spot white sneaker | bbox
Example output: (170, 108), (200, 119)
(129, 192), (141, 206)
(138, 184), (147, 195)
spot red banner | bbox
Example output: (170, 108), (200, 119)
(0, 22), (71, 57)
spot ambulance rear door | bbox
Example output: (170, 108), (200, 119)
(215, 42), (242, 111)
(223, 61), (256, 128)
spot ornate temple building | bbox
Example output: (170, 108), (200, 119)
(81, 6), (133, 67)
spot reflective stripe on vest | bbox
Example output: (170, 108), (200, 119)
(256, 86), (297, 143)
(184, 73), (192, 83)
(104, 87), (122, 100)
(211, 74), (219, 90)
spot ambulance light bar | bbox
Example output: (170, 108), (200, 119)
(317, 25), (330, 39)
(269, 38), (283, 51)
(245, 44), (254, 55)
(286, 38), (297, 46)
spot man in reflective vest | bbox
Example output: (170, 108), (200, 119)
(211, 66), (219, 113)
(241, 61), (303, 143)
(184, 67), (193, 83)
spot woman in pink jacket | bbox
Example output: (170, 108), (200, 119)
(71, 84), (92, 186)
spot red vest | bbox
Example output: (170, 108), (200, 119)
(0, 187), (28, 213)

========================================

- _Goal_:
Turn all of the records above into a numbered list with one line per entry, leaving out any blank lines.

- _Worked answer_:
1. spot white sneaker | bbox
2. Example output: (170, 108), (200, 119)
3. (129, 192), (141, 206)
4. (138, 184), (147, 195)
5. spot red banner | bbox
6. Example output: (170, 108), (200, 119)
7. (0, 22), (71, 57)
8. spot ambulance rear door | bbox
9. Example output: (170, 108), (200, 119)
10. (215, 42), (242, 111)
11. (223, 61), (256, 128)
12. spot ornate temple building | bbox
13. Example output: (170, 108), (200, 119)
14. (81, 6), (133, 67)
15. spot reflective stripe on vest | bbox
16. Example output: (170, 108), (200, 119)
17. (256, 86), (297, 143)
18. (184, 73), (192, 83)
19. (104, 87), (122, 100)
20. (211, 74), (219, 90)
21. spot ambulance light bar | bbox
22. Example output: (170, 108), (200, 119)
23. (317, 25), (330, 39)
24. (269, 38), (283, 51)
25. (245, 44), (254, 55)
26. (286, 38), (297, 46)
27. spot man in reflective vest | bbox
28. Example output: (170, 108), (200, 119)
29. (211, 66), (219, 113)
30. (241, 61), (303, 143)
31. (184, 67), (193, 83)
32. spot woman in pink jacket | bbox
33. Example output: (170, 108), (200, 119)
34. (71, 84), (92, 186)
35. spot red vest | bbox
36. Example output: (170, 108), (200, 119)
37. (0, 187), (28, 213)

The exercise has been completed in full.